---------- Records provided

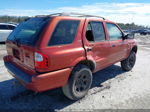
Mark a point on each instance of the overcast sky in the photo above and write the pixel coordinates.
(127, 11)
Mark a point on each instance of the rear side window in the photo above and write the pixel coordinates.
(11, 27)
(28, 32)
(95, 32)
(3, 27)
(98, 31)
(64, 32)
(113, 32)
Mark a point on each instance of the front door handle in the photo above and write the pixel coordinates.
(113, 45)
(89, 49)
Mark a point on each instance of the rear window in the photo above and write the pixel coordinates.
(64, 32)
(28, 31)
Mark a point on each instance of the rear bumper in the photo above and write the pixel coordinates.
(41, 82)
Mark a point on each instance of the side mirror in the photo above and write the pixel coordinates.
(128, 36)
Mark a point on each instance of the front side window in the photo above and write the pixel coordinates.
(113, 32)
(95, 31)
(64, 32)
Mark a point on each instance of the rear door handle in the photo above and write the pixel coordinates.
(113, 45)
(89, 49)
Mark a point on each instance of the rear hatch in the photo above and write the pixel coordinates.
(21, 43)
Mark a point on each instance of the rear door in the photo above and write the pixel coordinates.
(119, 47)
(96, 44)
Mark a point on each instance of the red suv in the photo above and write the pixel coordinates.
(63, 50)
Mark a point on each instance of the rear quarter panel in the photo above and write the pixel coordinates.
(62, 56)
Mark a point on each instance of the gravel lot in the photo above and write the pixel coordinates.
(112, 88)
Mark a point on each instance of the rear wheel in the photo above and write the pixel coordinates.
(79, 83)
(129, 63)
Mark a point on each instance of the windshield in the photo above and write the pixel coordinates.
(28, 31)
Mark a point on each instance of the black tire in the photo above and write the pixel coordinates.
(79, 83)
(129, 63)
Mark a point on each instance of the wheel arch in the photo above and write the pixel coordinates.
(91, 64)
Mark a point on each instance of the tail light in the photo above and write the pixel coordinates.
(41, 60)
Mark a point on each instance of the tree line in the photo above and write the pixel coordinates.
(18, 19)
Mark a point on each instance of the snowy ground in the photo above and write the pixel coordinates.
(112, 88)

--------------------

Recast every line of the rows above as a Markdown table with the columns No. and Line, where No. holds a running line number. Skip blank lines and leave the pictures out.

* **Reply to the exercise**
| No. | Line |
|---|---|
| 1 | Mark a point on each instance of the overcast sky in the photo above and write the pixel coordinates. |
| 2 | (127, 11) |
| 3 | Mark a point on each instance of the rear side window in the photo above and write the pixel coordinates. |
| 4 | (11, 27) |
| 5 | (28, 32) |
| 6 | (95, 32) |
| 7 | (3, 27) |
| 8 | (98, 31) |
| 9 | (64, 32) |
| 10 | (113, 32) |
| 11 | Mark a point on each instance of the front door handle in the photo above and write the pixel coordinates. |
| 12 | (113, 45) |
| 13 | (89, 49) |
| 14 | Mark a point on each instance of the rear window in the photo above and write the pixel coordinates. |
| 15 | (64, 32) |
| 16 | (28, 31) |
| 17 | Mark a point on each instance of the rear bumper in the photo above and write the pixel coordinates. |
| 18 | (41, 82) |
| 19 | Mark a point on each instance of the side mirror in the photo above and write the pixel coordinates. |
| 20 | (128, 36) |
| 21 | Mark a point on each instance of the front side window in the photo above and write the pixel coordinates. |
| 22 | (113, 32) |
| 23 | (95, 31) |
| 24 | (64, 32) |
| 25 | Mark a point on each instance of the rear door handle in the photo above and write the pixel coordinates. |
| 26 | (113, 45) |
| 27 | (89, 49) |
| 28 | Mark a point on each instance of the rear hatch in the photo above and write the pixel coordinates. |
| 29 | (21, 43) |
| 30 | Mark a point on each instance of the rear door in the photo above and write the pixel coordinates. |
| 31 | (119, 47) |
| 32 | (96, 44) |
| 33 | Mark a point on each instance of the red suv in the photo above and write the pixel coordinates. |
| 34 | (63, 50) |
| 35 | Mark a point on each instance of the rear quarter panel in the photo above and write the pixel coordinates. |
| 36 | (62, 56) |
| 37 | Mark a point on each instance of the gravel lot in the photo above and write the pixel coordinates. |
| 38 | (112, 88) |
| 39 | Mark a point on each instance of the rear wheel in the photo above and write the pixel coordinates. |
| 40 | (79, 83) |
| 41 | (129, 63) |
| 42 | Mark a point on each instance of the windshield in the photo above and write the pixel coordinates. |
| 43 | (28, 31) |
| 44 | Mark a point on each instance of the black tire in the photo above and write the pixel coordinates. |
| 45 | (79, 83) |
| 46 | (129, 63) |
| 47 | Mark a point on each instance of the wheel arch in the photo above and write the pixel coordinates. |
| 48 | (91, 64) |
| 49 | Mark a point on each instance of the tail light in the photo above and write the pixel coordinates. |
| 50 | (41, 60) |
| 51 | Mark a point on each instance of the tree line in the photo above and write the pixel coordinates. |
| 52 | (18, 19) |
| 53 | Mark a point on each instance of the snowy ground in the photo above and write the pixel coordinates. |
| 54 | (112, 88) |